PROBLEM TO WORK ON -
Add 139 to every coordinate in the answers, then write out all the records again with their wording unchanged. Leave the pictures out.

PROVIDED RECORDS start

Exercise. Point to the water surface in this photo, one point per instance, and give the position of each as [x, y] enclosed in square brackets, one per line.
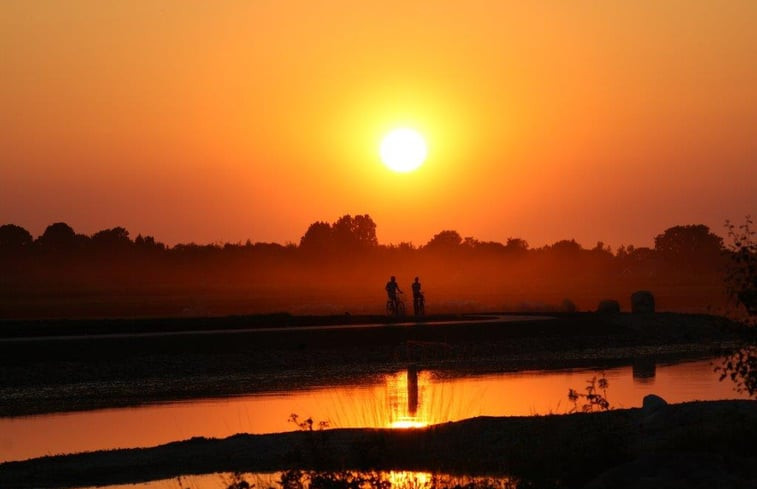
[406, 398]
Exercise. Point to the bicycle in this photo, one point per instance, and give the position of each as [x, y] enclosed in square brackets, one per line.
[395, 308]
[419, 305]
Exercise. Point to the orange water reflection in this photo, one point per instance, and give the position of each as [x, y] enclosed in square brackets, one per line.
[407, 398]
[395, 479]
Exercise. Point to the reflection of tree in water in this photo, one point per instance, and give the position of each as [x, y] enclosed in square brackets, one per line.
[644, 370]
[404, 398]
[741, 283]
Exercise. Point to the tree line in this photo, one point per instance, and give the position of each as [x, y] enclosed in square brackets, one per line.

PROVIDED RECORDS end

WRITTEN REPLY -
Exercise. Point to the water surface in this photo, one point per instance, and give the position of each as [x, y] enclosed in square brackets, one per line.
[545, 537]
Exercise. Point to the bicycle in this photo, one point per instance, and give the position of each as [x, y] enclosed in square brackets, one per line.
[534, 447]
[558, 444]
Exercise. Point to the orange water reflection in this photo, one point per instance, and give the position of each as [x, y] enclosed in square brackets, one per line.
[546, 537]
[534, 618]
Exercise. Point to the reflection of tree in water in this photo, one point per instance, and give the position of each as [x, y] enclosed in square brackets, one per line.
[783, 509]
[543, 537]
[880, 422]
Exercise. Point to the tree line in this photo, one point per instance, and give the position of each as [x, y] enclosed in square brackets, one per line.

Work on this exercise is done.